◆ What this task involves: In the text about the satirist Youssef and his show, what does the Arabic title "El-Bernameg" mean in English?

◆ Text under study:

# # #

So the question hanging over Friday's episode of "El-Bernameg" — Arabic for "The Program": Will Youssef mock the military-backed leadership and its supporters as sharply as he did Morsi, the Muslim Brotherhood and other Islamists?

Doing so could anger Youssef's mainly liberal fan base, who cheered when he excoriated Islamists and who now largely support the military. But if he avoids it and focuses his jokes against Islamists, he could appear to be caving in to pressure. Morsi supporters — some of whom "hate-watched" Youssef as regularly as the adoring fans — are already predicting the 39-year-old satirist will sell out.

In an article Tuesday, Youssef took up the challenge, criticizing the intimidating atmosphere.

"I admit things are much harder now," Youssef wrote in his weekly column in Al-Shorouk. "Not only because the raw material coming from religious stations or Morsi has diminished," he quipped, referring to the rich vein of folly from Islamists he mined for jokes — "but because the general mood is different."

"In reality, there is no tolerance on the Brotherhood side or among those who call themselves liberals. Everyone is looking for a pharaoh that suits them," he wrote.

He said military supporters tell him, "Don't talk about el-Sissi" — "even though they were the same ones waiting for me to talk about Morsi."

He noted that under Morsi's year-long presidency, Islamist critics sent him to the prosecution office for questioning on possible charges of insulting the presidency. "I may be visiting (it) again soon at the hands of other people, who allegedly love freedom dearly — when it works in their favor," he jabbed.

# # #

◆ Data under study:
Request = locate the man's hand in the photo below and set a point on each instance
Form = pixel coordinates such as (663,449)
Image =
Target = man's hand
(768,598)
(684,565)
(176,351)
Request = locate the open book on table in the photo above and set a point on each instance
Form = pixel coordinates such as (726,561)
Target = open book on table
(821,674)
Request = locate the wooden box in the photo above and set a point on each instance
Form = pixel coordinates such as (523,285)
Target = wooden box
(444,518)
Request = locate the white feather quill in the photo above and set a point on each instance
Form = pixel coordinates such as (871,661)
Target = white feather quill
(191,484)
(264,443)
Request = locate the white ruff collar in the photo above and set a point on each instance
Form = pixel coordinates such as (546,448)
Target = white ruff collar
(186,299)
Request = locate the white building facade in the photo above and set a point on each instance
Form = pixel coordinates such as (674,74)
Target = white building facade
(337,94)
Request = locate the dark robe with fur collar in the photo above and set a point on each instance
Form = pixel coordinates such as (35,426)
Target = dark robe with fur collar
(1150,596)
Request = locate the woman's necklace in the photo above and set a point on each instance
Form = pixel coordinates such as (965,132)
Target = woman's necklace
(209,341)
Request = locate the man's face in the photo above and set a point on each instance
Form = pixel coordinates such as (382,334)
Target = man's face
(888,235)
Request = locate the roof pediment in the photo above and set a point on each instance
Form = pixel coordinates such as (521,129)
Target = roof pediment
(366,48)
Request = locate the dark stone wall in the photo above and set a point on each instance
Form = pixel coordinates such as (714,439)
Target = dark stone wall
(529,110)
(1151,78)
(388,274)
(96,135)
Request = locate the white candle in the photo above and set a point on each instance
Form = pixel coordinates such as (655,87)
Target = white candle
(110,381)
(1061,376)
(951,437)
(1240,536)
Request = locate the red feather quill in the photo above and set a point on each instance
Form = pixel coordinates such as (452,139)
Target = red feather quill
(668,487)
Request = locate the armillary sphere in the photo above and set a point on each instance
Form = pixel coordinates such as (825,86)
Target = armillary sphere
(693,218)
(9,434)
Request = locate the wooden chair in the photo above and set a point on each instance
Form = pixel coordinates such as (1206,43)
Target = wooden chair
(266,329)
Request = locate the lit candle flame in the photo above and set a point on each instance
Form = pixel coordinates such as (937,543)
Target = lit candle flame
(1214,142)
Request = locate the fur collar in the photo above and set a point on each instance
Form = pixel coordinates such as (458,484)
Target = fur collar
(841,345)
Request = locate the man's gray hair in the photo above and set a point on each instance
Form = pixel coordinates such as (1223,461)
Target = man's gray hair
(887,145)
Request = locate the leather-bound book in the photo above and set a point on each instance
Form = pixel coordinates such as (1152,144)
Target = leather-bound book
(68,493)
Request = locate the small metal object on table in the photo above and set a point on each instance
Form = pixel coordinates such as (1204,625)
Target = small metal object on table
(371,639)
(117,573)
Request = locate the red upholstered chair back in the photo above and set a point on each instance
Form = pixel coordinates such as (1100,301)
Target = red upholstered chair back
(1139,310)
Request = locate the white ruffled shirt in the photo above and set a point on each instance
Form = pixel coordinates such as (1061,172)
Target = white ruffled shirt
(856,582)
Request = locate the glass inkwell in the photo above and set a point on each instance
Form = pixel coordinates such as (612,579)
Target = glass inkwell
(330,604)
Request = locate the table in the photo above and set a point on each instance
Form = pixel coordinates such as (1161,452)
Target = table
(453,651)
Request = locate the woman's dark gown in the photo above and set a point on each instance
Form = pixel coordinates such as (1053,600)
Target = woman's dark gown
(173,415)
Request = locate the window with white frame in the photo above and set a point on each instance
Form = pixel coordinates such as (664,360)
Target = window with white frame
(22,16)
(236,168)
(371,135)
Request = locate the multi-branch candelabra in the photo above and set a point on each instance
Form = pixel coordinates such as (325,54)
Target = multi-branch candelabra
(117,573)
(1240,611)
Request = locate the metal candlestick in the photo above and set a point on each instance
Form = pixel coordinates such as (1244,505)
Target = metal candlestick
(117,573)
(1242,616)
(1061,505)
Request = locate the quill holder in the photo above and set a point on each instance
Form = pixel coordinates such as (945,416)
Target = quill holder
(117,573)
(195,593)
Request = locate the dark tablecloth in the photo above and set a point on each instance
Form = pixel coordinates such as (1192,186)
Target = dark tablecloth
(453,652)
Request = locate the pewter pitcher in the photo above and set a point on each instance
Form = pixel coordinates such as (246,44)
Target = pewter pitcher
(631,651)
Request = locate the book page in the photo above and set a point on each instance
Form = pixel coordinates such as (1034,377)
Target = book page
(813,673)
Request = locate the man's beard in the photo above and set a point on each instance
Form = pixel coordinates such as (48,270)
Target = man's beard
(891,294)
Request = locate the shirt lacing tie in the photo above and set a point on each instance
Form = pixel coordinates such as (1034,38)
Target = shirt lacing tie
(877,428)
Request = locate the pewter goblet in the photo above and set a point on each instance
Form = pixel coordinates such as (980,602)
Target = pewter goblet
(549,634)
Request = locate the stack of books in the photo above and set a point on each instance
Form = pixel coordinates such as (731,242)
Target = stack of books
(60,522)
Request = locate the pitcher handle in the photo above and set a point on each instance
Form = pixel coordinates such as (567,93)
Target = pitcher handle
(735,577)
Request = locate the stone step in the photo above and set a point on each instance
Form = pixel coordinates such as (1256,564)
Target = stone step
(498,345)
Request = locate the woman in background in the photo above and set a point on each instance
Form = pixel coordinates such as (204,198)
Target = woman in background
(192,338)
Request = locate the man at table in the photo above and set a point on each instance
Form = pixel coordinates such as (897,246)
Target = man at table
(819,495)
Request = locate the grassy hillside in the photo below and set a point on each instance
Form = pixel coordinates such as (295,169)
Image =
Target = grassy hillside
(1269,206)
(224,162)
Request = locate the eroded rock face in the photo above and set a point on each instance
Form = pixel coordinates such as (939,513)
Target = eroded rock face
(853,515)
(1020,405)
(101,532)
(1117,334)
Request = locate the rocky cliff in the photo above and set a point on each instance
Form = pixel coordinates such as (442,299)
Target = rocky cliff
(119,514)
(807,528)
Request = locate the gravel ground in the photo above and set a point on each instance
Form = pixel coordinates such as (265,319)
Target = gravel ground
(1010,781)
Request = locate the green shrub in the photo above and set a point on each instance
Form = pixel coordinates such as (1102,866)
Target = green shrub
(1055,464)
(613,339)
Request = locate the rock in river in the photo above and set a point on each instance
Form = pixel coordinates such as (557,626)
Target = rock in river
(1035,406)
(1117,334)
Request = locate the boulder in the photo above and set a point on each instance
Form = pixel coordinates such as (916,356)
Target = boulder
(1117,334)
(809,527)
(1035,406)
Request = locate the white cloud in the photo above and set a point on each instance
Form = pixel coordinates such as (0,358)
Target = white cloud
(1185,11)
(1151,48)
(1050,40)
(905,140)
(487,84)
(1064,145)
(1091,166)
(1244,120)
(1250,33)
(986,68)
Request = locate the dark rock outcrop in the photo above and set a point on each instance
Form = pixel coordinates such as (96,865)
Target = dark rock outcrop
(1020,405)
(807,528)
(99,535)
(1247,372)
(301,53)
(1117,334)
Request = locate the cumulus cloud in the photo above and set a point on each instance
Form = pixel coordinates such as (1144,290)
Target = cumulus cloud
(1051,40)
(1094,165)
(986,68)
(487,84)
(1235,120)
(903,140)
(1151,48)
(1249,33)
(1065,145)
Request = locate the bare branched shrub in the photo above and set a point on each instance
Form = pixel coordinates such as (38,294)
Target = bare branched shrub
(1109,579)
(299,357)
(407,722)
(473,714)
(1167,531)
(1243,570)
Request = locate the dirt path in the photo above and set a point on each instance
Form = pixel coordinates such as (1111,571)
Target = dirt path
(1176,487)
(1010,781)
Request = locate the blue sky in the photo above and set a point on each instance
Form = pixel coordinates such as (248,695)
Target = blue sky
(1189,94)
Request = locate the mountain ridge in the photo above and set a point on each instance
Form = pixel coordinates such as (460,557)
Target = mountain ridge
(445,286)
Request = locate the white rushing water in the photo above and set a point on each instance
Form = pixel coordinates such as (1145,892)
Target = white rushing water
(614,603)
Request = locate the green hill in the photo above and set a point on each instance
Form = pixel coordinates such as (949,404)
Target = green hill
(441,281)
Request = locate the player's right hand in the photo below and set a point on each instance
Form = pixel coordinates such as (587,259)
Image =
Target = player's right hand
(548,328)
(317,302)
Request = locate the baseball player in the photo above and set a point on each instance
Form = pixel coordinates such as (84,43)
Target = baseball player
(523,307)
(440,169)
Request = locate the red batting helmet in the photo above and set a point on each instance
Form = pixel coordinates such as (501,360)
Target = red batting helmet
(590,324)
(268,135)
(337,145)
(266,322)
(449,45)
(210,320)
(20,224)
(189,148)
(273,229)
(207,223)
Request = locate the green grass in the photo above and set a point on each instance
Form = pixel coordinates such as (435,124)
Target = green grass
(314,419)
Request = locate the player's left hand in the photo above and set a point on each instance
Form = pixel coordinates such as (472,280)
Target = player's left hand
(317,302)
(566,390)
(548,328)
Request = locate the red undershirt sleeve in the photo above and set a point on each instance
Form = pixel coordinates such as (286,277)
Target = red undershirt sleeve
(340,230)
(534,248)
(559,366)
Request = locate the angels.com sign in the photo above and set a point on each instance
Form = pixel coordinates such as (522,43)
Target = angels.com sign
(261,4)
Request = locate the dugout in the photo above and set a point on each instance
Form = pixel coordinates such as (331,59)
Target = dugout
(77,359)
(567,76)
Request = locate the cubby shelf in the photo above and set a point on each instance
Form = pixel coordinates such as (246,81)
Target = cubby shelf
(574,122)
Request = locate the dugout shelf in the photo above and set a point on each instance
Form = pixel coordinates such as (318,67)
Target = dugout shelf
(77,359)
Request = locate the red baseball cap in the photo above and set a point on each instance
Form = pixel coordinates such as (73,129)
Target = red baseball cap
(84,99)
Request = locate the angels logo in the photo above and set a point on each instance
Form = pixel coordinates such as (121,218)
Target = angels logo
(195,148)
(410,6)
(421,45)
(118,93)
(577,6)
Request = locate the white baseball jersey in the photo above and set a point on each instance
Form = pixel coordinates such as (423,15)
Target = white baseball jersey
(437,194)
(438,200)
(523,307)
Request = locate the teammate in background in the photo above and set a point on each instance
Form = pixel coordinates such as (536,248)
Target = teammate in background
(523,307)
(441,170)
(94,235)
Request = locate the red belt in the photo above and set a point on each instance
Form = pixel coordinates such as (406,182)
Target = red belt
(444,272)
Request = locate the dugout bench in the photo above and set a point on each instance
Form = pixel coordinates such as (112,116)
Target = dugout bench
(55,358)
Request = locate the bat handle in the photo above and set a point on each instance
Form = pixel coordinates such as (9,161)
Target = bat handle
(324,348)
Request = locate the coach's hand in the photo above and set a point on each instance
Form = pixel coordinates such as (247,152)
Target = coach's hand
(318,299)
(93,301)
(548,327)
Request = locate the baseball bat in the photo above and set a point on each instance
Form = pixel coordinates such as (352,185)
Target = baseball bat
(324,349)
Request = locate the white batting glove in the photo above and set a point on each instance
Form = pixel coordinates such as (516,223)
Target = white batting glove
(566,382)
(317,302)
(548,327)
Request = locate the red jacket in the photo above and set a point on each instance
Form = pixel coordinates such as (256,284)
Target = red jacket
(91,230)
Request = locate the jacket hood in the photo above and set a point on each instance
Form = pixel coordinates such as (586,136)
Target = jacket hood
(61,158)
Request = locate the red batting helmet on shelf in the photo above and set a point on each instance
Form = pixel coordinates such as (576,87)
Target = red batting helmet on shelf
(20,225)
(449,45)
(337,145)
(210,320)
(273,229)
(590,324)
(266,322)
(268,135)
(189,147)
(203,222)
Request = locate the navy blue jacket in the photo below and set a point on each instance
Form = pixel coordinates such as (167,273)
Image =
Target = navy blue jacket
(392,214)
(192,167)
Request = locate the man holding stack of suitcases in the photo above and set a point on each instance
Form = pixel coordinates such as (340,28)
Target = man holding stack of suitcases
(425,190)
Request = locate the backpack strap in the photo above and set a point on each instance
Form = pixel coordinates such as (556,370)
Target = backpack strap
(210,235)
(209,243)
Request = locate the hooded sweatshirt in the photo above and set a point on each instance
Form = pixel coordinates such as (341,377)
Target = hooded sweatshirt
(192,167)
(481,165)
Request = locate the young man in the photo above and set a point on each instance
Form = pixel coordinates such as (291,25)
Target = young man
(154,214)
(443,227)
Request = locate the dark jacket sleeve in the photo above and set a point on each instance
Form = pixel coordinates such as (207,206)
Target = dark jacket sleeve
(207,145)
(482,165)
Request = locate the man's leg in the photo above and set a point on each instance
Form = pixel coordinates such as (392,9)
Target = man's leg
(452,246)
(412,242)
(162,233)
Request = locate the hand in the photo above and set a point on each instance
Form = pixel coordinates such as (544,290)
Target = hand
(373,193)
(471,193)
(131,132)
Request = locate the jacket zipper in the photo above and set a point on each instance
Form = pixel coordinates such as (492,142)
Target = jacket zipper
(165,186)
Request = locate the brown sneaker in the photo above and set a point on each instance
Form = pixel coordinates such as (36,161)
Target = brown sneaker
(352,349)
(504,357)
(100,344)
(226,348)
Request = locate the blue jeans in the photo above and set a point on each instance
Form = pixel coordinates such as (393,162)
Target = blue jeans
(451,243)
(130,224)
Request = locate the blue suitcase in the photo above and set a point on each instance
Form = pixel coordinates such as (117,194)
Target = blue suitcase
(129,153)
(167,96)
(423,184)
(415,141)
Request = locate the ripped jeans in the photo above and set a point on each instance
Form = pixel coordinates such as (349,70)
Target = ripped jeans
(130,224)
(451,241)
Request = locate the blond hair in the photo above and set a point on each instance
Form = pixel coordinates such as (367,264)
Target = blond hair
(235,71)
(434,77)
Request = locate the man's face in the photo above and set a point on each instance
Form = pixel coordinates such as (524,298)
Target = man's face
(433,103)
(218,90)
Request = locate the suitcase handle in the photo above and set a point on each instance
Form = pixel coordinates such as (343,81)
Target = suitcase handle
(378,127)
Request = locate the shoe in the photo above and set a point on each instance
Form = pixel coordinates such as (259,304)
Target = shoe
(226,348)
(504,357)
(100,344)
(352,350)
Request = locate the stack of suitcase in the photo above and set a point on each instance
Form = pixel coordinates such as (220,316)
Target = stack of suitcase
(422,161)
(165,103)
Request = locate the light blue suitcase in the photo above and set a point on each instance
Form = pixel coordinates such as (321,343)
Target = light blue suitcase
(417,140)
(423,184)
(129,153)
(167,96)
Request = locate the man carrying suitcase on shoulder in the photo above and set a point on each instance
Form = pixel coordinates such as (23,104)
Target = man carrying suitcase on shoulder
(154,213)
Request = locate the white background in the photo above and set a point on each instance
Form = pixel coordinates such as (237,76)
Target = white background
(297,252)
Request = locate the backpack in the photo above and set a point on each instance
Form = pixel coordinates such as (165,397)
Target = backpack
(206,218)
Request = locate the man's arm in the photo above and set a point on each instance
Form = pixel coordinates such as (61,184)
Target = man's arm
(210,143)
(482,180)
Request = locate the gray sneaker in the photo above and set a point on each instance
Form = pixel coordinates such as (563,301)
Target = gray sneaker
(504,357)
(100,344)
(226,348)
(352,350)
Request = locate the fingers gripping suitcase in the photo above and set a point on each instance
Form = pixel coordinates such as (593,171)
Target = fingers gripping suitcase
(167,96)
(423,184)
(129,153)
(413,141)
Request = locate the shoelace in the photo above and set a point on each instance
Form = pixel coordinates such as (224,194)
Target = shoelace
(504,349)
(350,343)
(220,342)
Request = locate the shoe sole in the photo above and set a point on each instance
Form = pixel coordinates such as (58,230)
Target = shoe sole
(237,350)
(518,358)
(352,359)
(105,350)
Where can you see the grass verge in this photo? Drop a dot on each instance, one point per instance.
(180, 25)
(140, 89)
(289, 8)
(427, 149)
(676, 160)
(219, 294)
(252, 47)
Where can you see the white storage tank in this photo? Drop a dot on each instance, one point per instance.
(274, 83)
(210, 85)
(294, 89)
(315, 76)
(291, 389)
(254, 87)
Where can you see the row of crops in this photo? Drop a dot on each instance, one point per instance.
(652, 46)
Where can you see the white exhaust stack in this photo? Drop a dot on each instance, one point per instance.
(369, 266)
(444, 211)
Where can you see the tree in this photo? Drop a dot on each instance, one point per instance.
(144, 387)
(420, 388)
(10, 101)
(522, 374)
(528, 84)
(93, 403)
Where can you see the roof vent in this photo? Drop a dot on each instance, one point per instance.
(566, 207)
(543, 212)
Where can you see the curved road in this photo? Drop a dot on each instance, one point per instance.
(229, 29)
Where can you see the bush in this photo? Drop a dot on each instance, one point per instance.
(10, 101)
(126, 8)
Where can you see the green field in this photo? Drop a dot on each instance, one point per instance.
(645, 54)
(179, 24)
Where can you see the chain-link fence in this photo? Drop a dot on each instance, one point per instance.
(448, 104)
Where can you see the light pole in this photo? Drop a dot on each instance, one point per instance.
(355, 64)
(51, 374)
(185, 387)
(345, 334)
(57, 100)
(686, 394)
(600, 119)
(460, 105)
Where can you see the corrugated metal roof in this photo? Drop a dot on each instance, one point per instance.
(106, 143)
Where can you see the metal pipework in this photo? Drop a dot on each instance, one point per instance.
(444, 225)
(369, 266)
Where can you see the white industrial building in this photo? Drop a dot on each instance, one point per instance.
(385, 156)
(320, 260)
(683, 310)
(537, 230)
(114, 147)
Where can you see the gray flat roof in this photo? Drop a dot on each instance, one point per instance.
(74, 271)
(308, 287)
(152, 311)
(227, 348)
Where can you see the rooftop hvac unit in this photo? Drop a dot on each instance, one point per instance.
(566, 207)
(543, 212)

# # #

◆ Response area: "The Program"